Render every line of the records below as a Markdown table with two columns, Row and Line, numbering the rows and skipping blank lines.

* Working data
BEGIN

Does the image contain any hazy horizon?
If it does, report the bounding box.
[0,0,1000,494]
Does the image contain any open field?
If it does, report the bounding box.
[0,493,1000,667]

END

* Complete answer
| Row | Line |
|---|---|
| 1 | Does the image contain any hazy horizon? |
| 2 | If it does, report the bounding box. |
| 3 | [0,0,1000,494] |
| 4 | Does the image contain any open field? |
| 5 | If it does, report the bounding box. |
| 6 | [0,493,1000,667] |